◆ TASK DETAILS: Repeat word for word every line of the records below, from the line containing "the white blouse" through the end of the records, with both ends included.

(Entries from a point annotation set)

::::

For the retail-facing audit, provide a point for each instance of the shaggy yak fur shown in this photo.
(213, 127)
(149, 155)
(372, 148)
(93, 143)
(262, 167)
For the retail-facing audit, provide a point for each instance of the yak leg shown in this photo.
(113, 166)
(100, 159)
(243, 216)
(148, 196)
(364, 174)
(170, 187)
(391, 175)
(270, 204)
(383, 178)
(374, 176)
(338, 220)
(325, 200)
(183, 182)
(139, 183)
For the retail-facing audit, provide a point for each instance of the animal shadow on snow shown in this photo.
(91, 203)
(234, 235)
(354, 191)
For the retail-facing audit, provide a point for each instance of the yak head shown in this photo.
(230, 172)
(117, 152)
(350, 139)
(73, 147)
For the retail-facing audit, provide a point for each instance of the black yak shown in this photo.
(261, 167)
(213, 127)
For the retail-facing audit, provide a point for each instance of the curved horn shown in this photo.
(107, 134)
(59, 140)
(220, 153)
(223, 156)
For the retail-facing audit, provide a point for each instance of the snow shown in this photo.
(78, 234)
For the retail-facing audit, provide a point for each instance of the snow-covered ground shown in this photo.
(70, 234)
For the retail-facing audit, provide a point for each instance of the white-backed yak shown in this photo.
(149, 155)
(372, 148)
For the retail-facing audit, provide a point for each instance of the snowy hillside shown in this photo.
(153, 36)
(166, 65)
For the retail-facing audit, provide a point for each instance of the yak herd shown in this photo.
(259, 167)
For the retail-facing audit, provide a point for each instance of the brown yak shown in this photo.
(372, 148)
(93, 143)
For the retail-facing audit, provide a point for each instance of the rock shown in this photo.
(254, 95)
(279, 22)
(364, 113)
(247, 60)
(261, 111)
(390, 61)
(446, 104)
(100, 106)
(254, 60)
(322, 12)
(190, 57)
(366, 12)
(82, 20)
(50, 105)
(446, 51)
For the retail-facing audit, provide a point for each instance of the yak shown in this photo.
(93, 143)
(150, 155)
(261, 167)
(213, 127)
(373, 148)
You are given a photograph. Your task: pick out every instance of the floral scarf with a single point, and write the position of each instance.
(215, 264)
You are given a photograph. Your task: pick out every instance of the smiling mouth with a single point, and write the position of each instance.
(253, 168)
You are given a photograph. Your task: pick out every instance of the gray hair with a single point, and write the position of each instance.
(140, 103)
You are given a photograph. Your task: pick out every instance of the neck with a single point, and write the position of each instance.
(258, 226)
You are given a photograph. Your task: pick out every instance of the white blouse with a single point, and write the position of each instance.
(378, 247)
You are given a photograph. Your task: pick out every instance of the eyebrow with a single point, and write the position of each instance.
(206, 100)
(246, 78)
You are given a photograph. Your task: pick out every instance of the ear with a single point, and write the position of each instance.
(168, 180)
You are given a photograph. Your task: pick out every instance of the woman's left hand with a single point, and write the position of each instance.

::::

◆ WRITTEN SOLUTION:
You are given a photograph. Your task: pick out every instance of the white blouse with a single point, and write the position of each instance.
(378, 247)
You are given a photograph. Your task: pick out every instance of the eyebrow with a single point, and write the position of each instance.
(206, 100)
(246, 78)
You are given a photograph. Your task: pick out every instance of the ear with a single point, and write the position of each instance.
(168, 180)
You are given a photograph. Your task: pick out every instance of the woman's left hand with a single point, and write the position of each instance.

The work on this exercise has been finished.